• [Exercise inputs]:
::::::
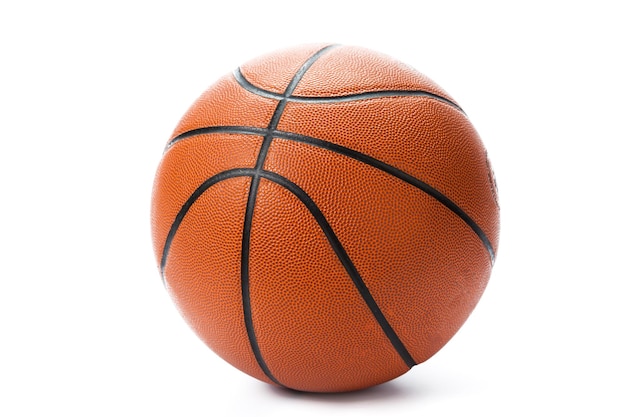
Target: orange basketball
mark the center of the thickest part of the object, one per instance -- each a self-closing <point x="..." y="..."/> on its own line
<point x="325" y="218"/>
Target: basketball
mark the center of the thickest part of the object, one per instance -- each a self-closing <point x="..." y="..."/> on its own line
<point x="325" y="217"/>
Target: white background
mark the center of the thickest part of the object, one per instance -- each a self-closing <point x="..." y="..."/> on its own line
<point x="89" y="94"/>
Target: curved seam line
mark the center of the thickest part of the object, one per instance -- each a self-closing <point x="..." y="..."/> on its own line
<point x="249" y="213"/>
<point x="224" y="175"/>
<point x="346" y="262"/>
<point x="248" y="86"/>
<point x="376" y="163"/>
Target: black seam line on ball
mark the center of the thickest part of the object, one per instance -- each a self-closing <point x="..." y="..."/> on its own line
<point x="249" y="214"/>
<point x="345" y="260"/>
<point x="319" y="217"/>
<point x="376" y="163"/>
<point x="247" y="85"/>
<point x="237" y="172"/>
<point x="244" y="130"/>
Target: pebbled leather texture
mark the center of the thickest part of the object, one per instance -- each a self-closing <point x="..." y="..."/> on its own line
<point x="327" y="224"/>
::::::
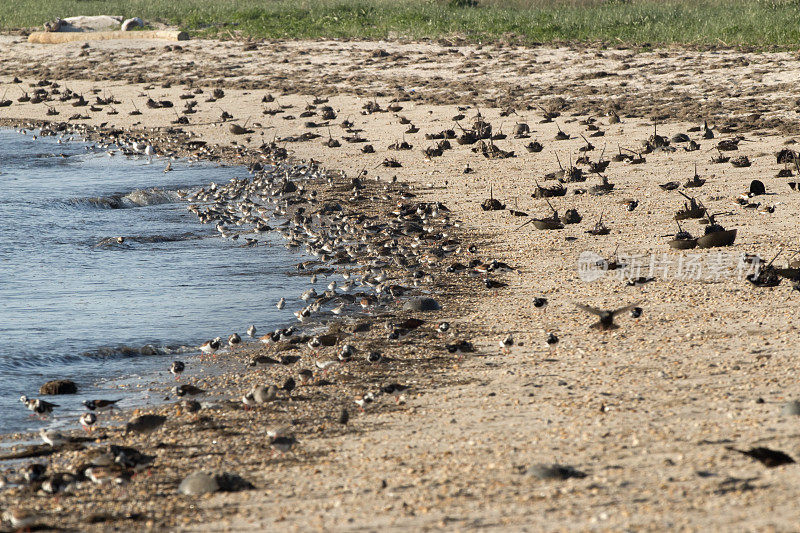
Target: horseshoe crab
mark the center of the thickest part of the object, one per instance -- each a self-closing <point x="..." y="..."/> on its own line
::::::
• [What is expected]: The job here is to find each line above with the word "Target" and copy it.

• [Finished exercise]:
Target: orange basketball
Target: basketball
Target: white background
Target: curved seam line
Target: black seam line on ball
Target: pebbled leather texture
Target: horseshoe crab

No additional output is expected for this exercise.